Your instructions -
Rewrite everything from the start of the records down to the line containing "94, 546, 420, 796", with "pine tree" replaced by "conifer" and all else unchanged. Omit the pictures.

[Excerpts from a detection dataset]
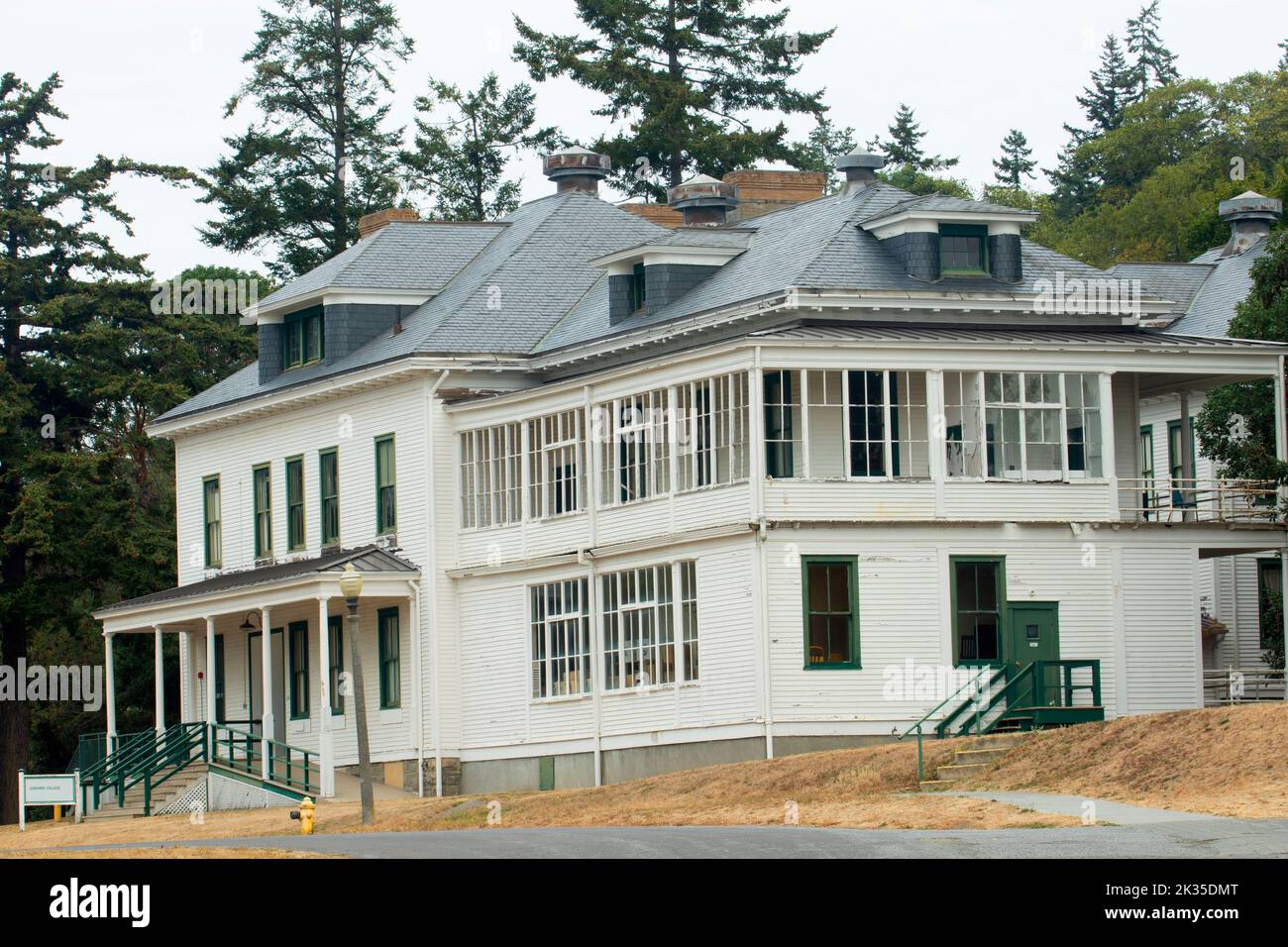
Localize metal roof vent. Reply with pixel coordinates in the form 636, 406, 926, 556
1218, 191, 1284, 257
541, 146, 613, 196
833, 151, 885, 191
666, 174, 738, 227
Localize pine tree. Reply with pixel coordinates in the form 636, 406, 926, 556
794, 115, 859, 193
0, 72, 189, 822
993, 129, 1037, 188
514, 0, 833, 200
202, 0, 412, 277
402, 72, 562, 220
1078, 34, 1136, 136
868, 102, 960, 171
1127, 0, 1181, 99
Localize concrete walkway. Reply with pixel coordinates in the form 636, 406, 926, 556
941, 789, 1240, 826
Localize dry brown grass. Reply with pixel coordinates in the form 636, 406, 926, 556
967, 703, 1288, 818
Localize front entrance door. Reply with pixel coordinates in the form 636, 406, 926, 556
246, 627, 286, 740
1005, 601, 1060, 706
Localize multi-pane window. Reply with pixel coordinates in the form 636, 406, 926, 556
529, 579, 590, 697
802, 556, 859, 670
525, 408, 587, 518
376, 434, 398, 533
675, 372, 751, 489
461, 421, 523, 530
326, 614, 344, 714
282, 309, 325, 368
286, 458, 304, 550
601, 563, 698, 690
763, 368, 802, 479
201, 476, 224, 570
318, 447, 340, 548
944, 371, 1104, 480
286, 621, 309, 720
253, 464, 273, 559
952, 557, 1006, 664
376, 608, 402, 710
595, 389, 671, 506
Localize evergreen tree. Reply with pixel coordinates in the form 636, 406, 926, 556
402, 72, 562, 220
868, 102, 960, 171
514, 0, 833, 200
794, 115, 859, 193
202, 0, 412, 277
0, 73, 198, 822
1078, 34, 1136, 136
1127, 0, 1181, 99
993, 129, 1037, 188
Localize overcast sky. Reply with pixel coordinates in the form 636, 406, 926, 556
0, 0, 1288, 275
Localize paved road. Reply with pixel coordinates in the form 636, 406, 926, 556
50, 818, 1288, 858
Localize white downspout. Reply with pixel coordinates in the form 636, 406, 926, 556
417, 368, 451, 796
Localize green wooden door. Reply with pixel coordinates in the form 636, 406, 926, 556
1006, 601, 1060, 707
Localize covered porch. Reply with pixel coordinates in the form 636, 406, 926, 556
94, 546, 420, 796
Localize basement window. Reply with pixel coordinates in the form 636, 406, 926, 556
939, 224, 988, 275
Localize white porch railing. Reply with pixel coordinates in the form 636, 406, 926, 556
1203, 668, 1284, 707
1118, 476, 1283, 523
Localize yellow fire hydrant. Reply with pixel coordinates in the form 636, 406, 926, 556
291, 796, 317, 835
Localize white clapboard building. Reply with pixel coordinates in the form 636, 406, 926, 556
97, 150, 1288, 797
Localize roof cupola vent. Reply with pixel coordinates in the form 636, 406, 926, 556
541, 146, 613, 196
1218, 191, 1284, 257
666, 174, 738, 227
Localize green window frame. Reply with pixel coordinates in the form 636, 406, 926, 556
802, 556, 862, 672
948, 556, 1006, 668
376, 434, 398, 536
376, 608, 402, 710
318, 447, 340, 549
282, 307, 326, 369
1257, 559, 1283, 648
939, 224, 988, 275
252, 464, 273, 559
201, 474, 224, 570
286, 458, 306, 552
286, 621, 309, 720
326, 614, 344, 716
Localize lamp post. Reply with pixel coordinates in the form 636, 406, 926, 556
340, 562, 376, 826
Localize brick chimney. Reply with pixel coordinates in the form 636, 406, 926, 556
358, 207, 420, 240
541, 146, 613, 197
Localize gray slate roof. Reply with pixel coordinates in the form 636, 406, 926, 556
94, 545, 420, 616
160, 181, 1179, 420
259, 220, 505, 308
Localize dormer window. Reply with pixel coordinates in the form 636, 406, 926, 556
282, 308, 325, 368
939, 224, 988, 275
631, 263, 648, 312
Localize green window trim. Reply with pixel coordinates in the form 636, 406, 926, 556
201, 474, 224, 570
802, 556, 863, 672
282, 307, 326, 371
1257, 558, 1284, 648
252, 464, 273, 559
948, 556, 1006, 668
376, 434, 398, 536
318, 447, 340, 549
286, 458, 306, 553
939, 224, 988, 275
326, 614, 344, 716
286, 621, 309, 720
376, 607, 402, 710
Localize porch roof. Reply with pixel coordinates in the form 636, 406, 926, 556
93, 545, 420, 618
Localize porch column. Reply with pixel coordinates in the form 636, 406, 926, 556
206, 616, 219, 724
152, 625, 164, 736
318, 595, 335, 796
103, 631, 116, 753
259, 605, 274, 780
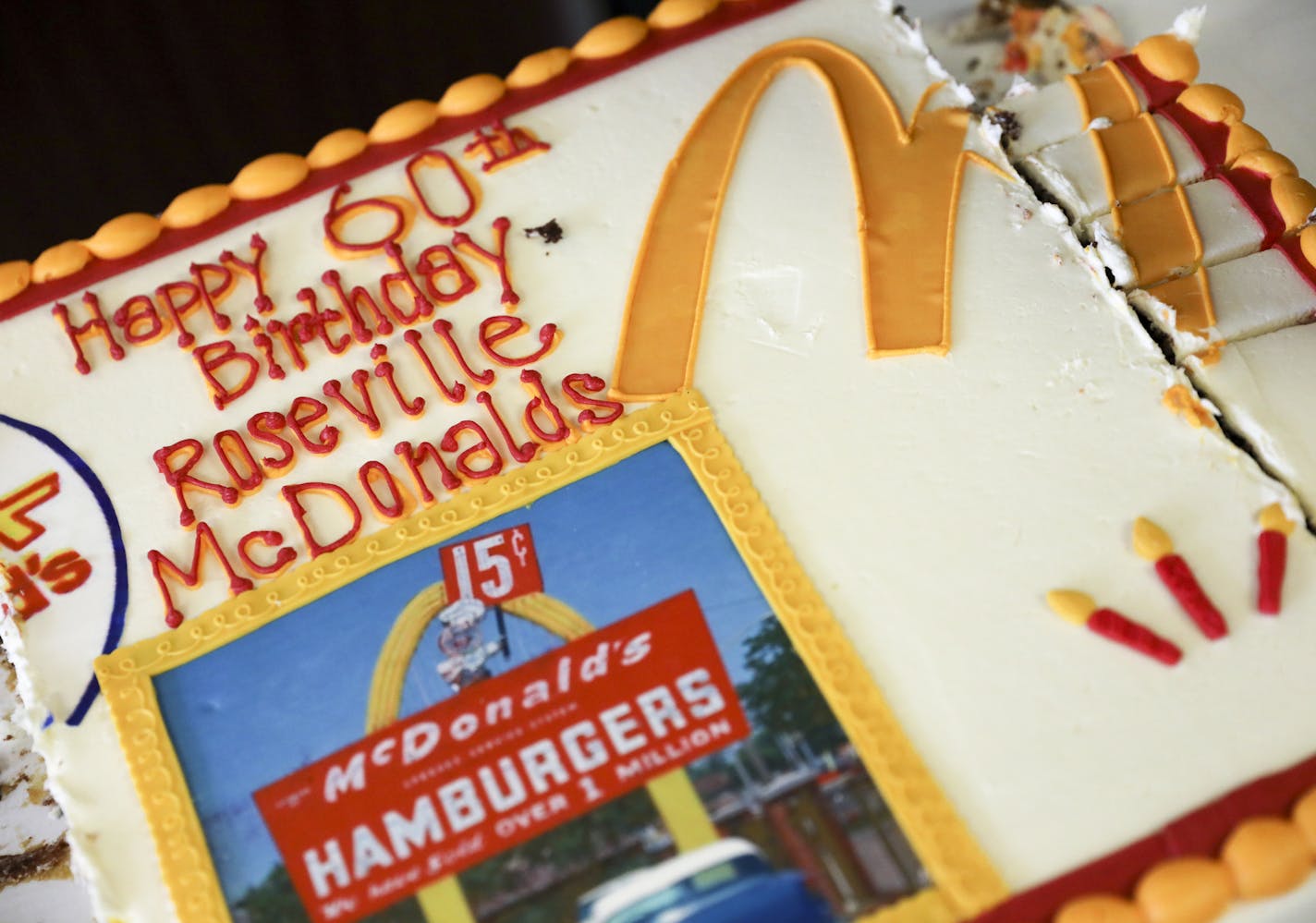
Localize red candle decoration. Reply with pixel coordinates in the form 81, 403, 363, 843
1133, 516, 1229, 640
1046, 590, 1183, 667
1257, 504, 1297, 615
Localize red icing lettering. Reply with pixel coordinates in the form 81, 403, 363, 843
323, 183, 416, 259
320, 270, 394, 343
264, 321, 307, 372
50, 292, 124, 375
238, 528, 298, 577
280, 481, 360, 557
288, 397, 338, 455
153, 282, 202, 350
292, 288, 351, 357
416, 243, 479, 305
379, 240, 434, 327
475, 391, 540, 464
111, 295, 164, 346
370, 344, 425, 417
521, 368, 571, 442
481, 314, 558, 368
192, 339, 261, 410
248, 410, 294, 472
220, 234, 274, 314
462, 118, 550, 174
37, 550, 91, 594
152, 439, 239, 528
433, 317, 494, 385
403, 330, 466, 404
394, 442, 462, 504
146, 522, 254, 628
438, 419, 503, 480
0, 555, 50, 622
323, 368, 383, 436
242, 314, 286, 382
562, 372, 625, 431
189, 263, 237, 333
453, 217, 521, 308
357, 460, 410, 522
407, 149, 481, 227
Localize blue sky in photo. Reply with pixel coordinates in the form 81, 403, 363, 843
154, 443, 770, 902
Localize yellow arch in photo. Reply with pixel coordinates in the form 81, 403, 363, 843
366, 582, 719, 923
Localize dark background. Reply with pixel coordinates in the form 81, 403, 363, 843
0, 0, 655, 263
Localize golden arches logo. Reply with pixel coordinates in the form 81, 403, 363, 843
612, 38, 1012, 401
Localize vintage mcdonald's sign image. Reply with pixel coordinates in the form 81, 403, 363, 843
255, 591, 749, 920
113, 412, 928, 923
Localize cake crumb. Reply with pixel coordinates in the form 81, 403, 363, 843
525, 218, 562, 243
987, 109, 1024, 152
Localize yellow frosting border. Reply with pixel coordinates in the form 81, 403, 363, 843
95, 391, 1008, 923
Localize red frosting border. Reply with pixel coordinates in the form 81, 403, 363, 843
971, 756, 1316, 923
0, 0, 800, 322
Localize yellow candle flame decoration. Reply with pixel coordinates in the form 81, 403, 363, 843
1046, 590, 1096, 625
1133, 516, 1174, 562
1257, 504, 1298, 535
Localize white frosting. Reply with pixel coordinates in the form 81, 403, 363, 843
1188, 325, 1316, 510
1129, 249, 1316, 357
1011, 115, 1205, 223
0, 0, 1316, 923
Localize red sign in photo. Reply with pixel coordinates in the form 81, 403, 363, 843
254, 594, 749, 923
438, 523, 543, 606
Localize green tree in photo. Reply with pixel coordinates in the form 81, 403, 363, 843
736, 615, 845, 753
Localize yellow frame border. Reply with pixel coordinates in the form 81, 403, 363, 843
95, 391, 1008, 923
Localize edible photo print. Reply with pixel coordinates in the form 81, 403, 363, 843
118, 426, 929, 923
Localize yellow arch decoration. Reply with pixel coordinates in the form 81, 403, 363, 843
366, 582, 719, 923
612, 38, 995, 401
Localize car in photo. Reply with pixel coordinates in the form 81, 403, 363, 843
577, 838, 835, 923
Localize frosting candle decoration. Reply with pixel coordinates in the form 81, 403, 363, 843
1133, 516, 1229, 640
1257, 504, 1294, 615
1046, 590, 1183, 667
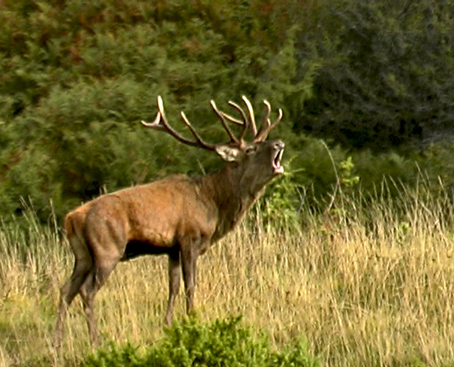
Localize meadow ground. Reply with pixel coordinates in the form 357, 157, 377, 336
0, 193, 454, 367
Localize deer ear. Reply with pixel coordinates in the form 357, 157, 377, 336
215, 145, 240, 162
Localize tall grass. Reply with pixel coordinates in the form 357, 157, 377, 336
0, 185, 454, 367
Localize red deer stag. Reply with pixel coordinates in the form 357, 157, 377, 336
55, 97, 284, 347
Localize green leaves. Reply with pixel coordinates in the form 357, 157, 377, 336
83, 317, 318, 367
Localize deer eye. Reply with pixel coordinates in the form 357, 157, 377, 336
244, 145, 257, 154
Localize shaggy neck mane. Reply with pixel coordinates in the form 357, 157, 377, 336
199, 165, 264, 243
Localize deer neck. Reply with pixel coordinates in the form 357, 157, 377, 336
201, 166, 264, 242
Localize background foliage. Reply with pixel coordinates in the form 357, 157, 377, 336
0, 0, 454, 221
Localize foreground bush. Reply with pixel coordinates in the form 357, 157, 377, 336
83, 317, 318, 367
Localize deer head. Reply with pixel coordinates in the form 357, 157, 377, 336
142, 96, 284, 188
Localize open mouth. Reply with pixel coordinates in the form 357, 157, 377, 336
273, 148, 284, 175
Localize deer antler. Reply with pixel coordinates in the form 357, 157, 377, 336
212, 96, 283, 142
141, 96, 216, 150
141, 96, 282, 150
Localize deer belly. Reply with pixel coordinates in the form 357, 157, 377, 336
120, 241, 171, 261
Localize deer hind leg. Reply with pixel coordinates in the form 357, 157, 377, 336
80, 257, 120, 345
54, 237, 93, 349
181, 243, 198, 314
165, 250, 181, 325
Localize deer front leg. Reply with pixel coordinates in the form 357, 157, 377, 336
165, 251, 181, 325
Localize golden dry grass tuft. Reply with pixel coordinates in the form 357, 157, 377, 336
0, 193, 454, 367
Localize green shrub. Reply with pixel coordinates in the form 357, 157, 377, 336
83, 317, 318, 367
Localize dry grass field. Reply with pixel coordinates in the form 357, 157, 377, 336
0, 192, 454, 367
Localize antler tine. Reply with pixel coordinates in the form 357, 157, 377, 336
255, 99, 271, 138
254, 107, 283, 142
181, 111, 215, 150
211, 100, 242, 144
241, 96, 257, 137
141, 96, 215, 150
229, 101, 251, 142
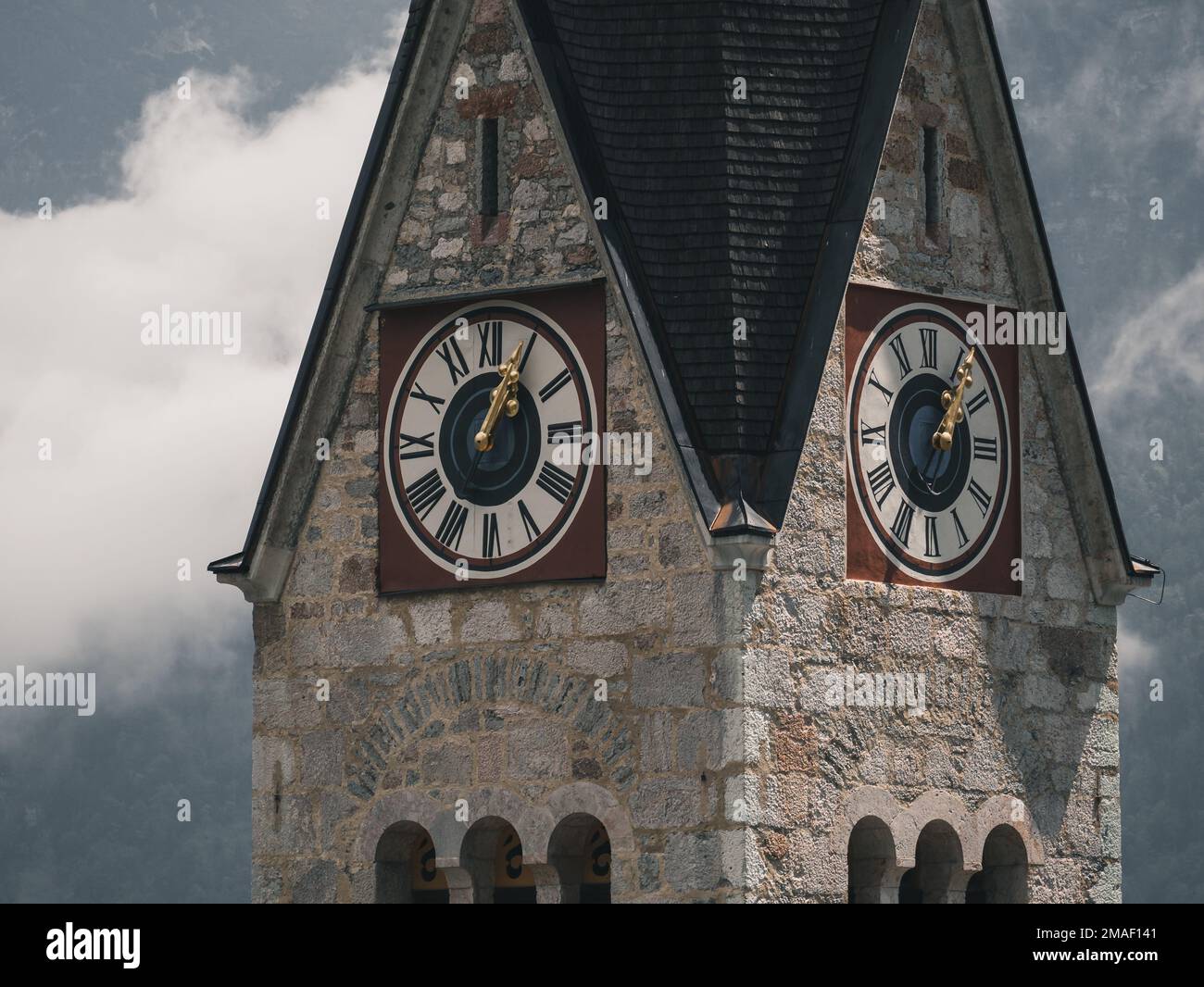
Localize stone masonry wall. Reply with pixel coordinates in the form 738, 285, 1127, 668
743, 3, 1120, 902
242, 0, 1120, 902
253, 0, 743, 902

Response to the task -
Localize metal roof vent. Reply with pixel coordinates in the form 636, 406, 926, 556
1218, 191, 1284, 257
541, 146, 613, 196
833, 151, 885, 191
666, 174, 738, 227
Localize conifer. Reply with pixel coordinates in the form 636, 406, 926, 556
794, 115, 859, 193
0, 72, 189, 822
993, 129, 1037, 188
514, 0, 833, 200
202, 0, 412, 277
402, 72, 562, 220
1078, 34, 1136, 136
868, 102, 960, 171
1127, 0, 1181, 99
Localize concrete walkway. Reply with pixel coordinates in the form 636, 406, 926, 556
941, 789, 1240, 826
Localize dry brown grass. Reply with pixel coordinates in the form 636, 406, 926, 556
967, 703, 1288, 818
Localize front entrance door. Reply with pixel coordinates in the form 636, 406, 926, 556
246, 627, 286, 740
1005, 601, 1060, 706
Localize multi-pane window. Reply with pixel coordinates in the form 636, 406, 926, 556
529, 579, 590, 697
802, 556, 859, 670
525, 408, 587, 518
376, 434, 398, 533
675, 372, 751, 489
461, 421, 523, 530
326, 614, 344, 714
282, 309, 325, 368
286, 458, 304, 550
601, 563, 698, 690
763, 368, 802, 479
201, 476, 224, 570
318, 447, 340, 548
944, 371, 1104, 480
286, 621, 309, 720
253, 464, 273, 559
952, 557, 1006, 664
376, 608, 402, 710
595, 389, 671, 506
Localize evergreen tree. Reply with pixel coordinates in the form 636, 406, 926, 556
402, 72, 562, 220
868, 102, 960, 171
514, 0, 833, 200
794, 115, 859, 193
202, 0, 412, 277
0, 73, 198, 822
1078, 34, 1136, 136
1127, 0, 1181, 99
993, 129, 1037, 188
Localize overcast sky. Reply with pixel coordinates in the form 636, 406, 926, 556
0, 0, 1288, 275
Localize paved road. Reply with pixel coordinates in the form 636, 406, 926, 556
50, 818, 1288, 858
Localize white downspout. Reply with pixel coordinates in the form 636, 406, 926, 556
417, 368, 451, 796
Localize green wooden door. Reply with pixel coordinates in the form 636, 406, 926, 556
1006, 601, 1060, 707
Localize covered porch. Reply with pixel coordinates in the form 636, 406, 926, 556
94, 546, 420, 796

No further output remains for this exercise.